# Task to carry out
The task calls for each line of the records below in which the word "concrete" appears.

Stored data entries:
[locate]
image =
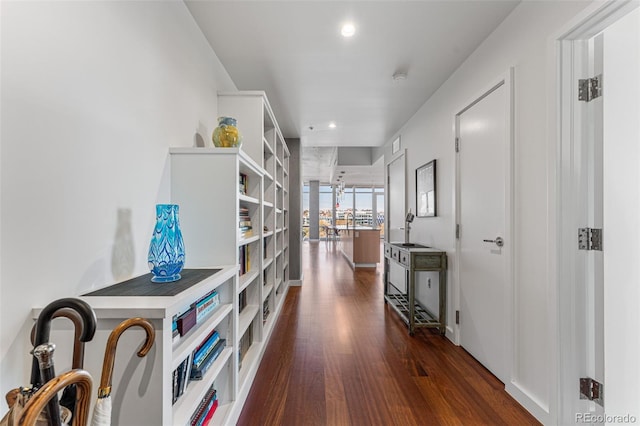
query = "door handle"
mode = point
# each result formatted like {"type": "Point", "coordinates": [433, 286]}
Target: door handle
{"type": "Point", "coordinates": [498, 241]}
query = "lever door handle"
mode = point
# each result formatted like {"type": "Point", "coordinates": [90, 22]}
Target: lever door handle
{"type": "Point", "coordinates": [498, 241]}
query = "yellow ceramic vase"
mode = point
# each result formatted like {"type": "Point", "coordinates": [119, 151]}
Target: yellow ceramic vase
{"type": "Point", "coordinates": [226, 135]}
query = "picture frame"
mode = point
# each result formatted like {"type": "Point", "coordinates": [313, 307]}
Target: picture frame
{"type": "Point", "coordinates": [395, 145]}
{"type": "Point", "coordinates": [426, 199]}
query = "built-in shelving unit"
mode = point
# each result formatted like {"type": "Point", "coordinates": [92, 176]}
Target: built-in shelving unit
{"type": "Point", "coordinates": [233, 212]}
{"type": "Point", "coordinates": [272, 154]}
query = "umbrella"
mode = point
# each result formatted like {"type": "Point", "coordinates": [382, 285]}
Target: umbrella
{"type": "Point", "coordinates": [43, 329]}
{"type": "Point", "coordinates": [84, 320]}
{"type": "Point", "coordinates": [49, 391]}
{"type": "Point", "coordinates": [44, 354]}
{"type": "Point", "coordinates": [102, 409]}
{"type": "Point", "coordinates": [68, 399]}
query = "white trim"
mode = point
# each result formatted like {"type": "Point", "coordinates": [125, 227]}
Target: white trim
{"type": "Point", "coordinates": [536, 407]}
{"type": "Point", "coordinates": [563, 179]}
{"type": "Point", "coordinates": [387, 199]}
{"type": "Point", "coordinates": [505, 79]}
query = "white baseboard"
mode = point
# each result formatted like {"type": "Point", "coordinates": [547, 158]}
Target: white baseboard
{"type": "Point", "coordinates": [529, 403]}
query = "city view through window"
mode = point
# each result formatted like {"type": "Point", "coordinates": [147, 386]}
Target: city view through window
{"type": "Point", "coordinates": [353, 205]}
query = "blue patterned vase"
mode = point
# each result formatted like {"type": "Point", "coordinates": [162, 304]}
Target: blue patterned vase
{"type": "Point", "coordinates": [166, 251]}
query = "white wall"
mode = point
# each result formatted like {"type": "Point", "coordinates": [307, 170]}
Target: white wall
==
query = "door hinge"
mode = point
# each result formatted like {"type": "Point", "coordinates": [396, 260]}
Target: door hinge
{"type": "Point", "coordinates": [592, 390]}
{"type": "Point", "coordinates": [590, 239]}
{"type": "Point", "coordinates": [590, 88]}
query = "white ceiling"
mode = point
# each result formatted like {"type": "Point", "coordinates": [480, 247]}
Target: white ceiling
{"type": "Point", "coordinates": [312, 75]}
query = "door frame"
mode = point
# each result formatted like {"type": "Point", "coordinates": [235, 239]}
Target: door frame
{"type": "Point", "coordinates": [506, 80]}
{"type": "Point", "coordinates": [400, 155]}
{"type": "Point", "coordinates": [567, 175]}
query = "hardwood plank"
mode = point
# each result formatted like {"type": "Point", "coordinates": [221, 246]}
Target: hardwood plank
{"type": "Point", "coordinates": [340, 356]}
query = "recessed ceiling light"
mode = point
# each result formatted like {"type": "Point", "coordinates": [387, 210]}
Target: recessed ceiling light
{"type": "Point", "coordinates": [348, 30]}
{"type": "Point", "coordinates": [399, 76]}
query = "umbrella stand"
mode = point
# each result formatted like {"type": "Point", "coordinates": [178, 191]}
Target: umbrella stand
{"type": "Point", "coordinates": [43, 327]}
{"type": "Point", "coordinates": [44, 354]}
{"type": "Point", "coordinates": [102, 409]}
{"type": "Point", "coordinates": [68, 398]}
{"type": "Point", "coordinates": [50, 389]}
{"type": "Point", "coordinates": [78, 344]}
==
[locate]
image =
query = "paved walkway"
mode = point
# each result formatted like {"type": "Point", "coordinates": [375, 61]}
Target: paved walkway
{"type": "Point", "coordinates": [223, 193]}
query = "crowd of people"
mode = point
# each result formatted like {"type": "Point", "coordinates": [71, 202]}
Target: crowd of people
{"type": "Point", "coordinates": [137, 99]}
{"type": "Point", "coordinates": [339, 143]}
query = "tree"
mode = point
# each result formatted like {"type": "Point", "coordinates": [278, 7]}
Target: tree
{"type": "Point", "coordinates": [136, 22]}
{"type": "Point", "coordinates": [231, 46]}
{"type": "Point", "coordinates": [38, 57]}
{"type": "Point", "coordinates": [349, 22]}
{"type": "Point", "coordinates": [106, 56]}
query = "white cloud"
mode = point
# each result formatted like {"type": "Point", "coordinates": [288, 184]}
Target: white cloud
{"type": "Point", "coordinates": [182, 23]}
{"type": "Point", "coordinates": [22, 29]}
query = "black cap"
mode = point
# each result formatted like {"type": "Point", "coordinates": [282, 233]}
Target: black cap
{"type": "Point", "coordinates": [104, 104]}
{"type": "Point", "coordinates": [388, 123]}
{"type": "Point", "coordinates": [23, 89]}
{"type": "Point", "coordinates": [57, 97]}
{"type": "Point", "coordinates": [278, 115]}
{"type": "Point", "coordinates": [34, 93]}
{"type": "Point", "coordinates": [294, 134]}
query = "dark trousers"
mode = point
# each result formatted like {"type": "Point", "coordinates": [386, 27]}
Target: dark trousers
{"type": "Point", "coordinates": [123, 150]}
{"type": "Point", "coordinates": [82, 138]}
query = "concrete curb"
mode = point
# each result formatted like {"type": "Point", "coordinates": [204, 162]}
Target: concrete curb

# Worked solution
query = "concrete curb"
Target: concrete curb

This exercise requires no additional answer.